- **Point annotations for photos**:
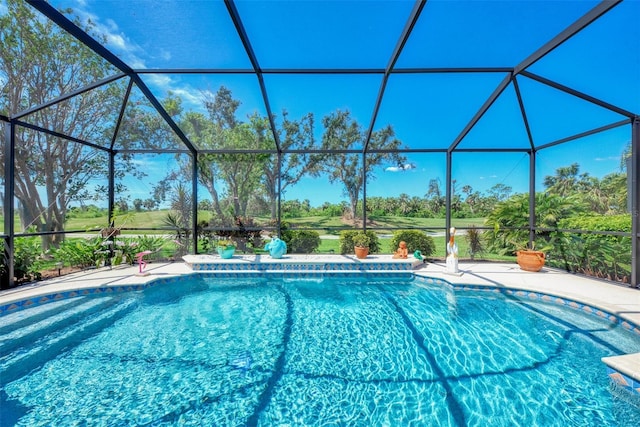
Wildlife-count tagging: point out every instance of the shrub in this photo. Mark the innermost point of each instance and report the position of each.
(26, 252)
(303, 241)
(81, 252)
(346, 241)
(416, 241)
(604, 256)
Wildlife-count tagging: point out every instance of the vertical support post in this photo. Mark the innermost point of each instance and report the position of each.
(112, 188)
(635, 202)
(9, 209)
(532, 196)
(364, 191)
(448, 199)
(111, 204)
(279, 198)
(194, 200)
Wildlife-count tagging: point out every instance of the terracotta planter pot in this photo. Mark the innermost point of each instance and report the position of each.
(530, 260)
(361, 252)
(226, 252)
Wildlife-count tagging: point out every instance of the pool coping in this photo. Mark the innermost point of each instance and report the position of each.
(594, 296)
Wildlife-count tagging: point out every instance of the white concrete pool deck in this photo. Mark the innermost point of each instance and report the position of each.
(617, 299)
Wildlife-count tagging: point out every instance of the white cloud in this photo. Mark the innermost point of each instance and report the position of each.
(133, 55)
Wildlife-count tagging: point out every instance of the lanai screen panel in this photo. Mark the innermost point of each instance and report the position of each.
(603, 60)
(53, 175)
(237, 189)
(154, 185)
(47, 64)
(408, 191)
(321, 100)
(326, 193)
(480, 180)
(321, 34)
(554, 114)
(149, 34)
(429, 111)
(486, 33)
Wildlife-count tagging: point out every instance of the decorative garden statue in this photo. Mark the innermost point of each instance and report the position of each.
(452, 253)
(276, 247)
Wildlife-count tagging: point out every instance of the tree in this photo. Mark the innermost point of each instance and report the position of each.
(232, 179)
(296, 134)
(564, 182)
(342, 132)
(39, 63)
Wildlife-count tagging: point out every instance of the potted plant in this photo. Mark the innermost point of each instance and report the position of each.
(530, 259)
(226, 248)
(361, 245)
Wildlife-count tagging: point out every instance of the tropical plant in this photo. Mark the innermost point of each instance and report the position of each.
(510, 221)
(594, 254)
(416, 240)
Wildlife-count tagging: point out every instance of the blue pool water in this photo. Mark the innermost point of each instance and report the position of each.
(309, 352)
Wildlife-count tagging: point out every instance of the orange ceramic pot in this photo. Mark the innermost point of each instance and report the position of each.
(361, 252)
(530, 260)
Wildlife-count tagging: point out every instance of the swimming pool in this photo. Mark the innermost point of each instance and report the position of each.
(332, 351)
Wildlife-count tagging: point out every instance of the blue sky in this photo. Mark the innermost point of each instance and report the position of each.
(426, 110)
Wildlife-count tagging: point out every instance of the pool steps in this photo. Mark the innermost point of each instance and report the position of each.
(44, 340)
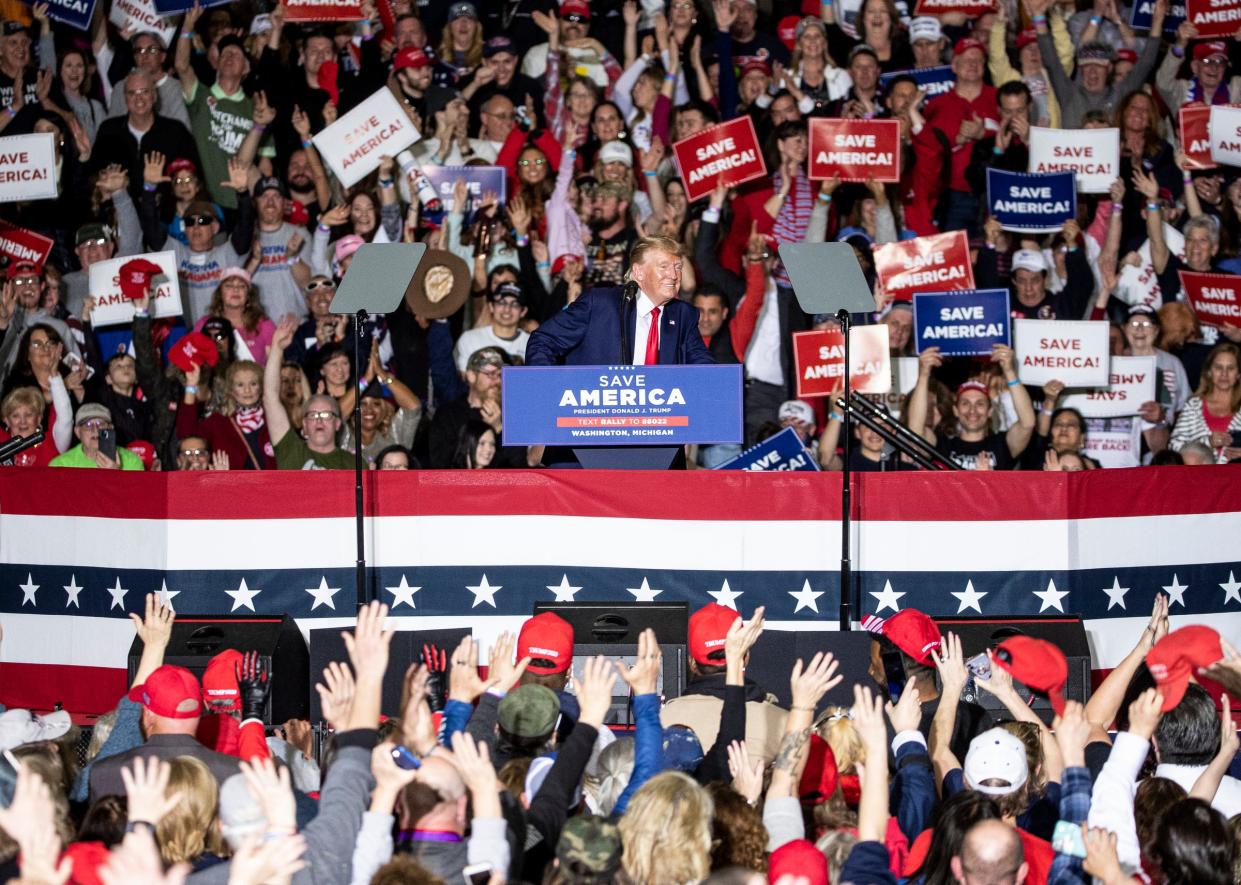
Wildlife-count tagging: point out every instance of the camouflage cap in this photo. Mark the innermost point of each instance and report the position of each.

- **YOUR OBJECTIVE**:
Reproduce all of the material above with "innermost point" swapped for "central point" everywhere it appears, keeping everything else unchanged. Omit the pictures from your answer.

- **SOLVED EXERCISE**:
Wildlife-count tagging: point out every instance of the shrub in this photo. Mark the central point of each instance and report the position of each.
(26, 252)
(303, 241)
(81, 252)
(346, 241)
(416, 241)
(604, 256)
Wildlife-count tagging: point out every instance of the vertical support post in this photo. Mark the central point of each instance and report the position of each.
(112, 188)
(635, 202)
(9, 209)
(532, 196)
(364, 191)
(448, 199)
(111, 204)
(279, 198)
(194, 200)
Wildlife-count tagging: point out every instance of the terracotta planter pot in this photo. Mark the central point of each instance and report the position of each.
(530, 260)
(361, 252)
(226, 252)
Wildlife-count tagging: point out every instance of the pool coping in this photo. Mark the central point of each instance and report the position of each.
(594, 296)
Wildlife-count tagging: point out every instance of the white concrete pool deck in this photo. Mark the central point of each instance and report the position of each.
(617, 299)
Wildlife-count tagging: point out every instance of the white cloud in this photo. Mark the central point of each instance and report the position of each.
(133, 55)
Wildlife-count tagging: point out every instance of the lanai screen panel in this photo. Mark the central point of each instance and report the position of each.
(603, 60)
(53, 175)
(237, 189)
(154, 185)
(47, 64)
(408, 191)
(321, 100)
(326, 193)
(480, 180)
(321, 34)
(554, 114)
(149, 34)
(429, 111)
(486, 33)
Wildlife-count tagging: point out every instance of the decorative garden statue in this photo. Mark the central point of each instance and report the position of each.
(452, 253)
(276, 247)
Wildlife-count tagging: point out every instance of the tree in this photo. Mark the central point of each instance and report the position of each.
(232, 179)
(296, 134)
(564, 182)
(342, 132)
(39, 63)
Wildlife-count tagging: point out every instance of the potted plant in this photo. Mark the central point of each instance and report the position of each.
(530, 259)
(226, 248)
(361, 245)
Wildlife-count tagging: point out every instance of the tropical plant in this photo. Mark the central point of each instance and report the position of each.
(510, 221)
(594, 254)
(416, 240)
Wildlife-count tagging: point out every instance of the blue pool water in this photo. Mark the central point of each instance and report the position of each.
(309, 352)
Wildlife-count tagging: point out every instance of the orange ceramic pot in this photo. Mark the central point of each instance and report the position of each.
(361, 252)
(530, 260)
Wildlife-count tagging: point out every instance of the swimming pool in this photo. Mark the central point of each instance and report the position of each.
(332, 351)
Wildlife-count tagging: point out every instance of the blue sky in this photo. Mark the central point of each instance and report the position of each.
(426, 110)
Wildlife-count tagging: point out every instance of the pool steps in this photo. Mark the central point of each instance and report the position of each.
(44, 340)
Wildlife-count tagging: point out every instance of the camouflage cap in this photo. Mark the central point of each instance and report the position of each.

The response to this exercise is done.